§ **Lesetext**:
━━━━━━

Gebärmutterland

d'Lëtzebuerger Land du 19.09.2025

Zwei Polizisten in Uniform nehmen Platz auf den Plüschsesseln in unserm Living und mich in die Zange. Ob ich weiß, ob X., sie nennen den Namen einer Mitschülerin, abgetrieben hat. Es ist das Jahr unserer Première, 1970, Abtreibung ist strafbar. Ich, ganz aus allen Wolken gefallenen Lycéenne, halte dicht, die Polizisten denen ihr Auftritt selber unangenehm scheint, trollen sich, es kommt nichts nach, wie man so sagt, auch nicht für die Klassenkameradin. Wer unter uns die Verräterin war, finden wir nie heraus.

55 Jahre später nennt ein Bischof in einer Radiosendung den Tag, an dem in Luxemburg das Recht auf Schwangerschaftsabbruch in der Verfassung verankert würde einen traurigen Tag. Er spricht von Zwangsmeinung und von totalitärem System.

Ach, Gebärmutter wie du so drastisch unmissverständlich unpoetisch heißt, schon wieder und noch immer gibt es prähistorische Deutungs-, ja Hoheitskämpfe um dich, Gebiets- und Herrschaftsansprüche, wenn auch mit leiser und bedachter Stimme vorgetragene! Du magischer toller Körperbestandteil, bisher üblicherweise einer von Frauen, klar bist du ein heiß umkämpftes Terrain. Von der Herr-schaft begehrt gefürchtet verachtet, immer wieder Domestizierungsmaßnahmen ausgeliefert. Besetzung Besatzung. Gebärmutterland, besetzt von Vater Staat, gesegnet von Mutter Kirche, die komischerweise aus alten Männern mit spitzen Hüten besteht.

━━━━━━

§ **Bereitgestellte Daten**:
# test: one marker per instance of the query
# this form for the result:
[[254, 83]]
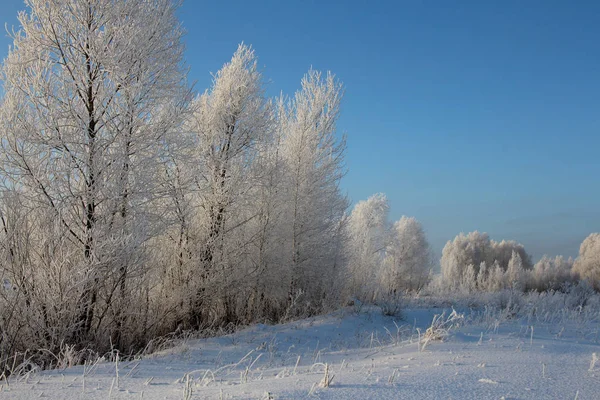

━━━━━━

§ **Ziel**: Zitieren Sie aus dem Lesetext wortgetreu den Abschnitt von „d'Lëtzebuerger Land du“ bis einschließlich „wir nie heraus.“. Die Daten werden hierfür nicht gebraucht.

§ **Erwartete Antwort**:
d'Lëtzebuerger Land du 19.09.2025

Zwei Polizisten in Uniform nehmen Platz auf den Plüschsesseln in unserm Living und mich in die Zange. Ob ich weiß, ob X., sie nennen den Namen einer Mitschülerin, abgetrieben hat. Es ist das Jahr unserer Première, 1970, Abtreibung ist strafbar. Ich, ganz aus allen Wolken gefallenen Lycéenne, halte dicht, die Polizisten denen ihr Auftritt selber unangenehm scheint, trollen sich, es kommt nichts nach, wie man so sagt, auch nicht für die Klassenkameradin. Wer unter uns die Verräterin war, finden wir nie heraus.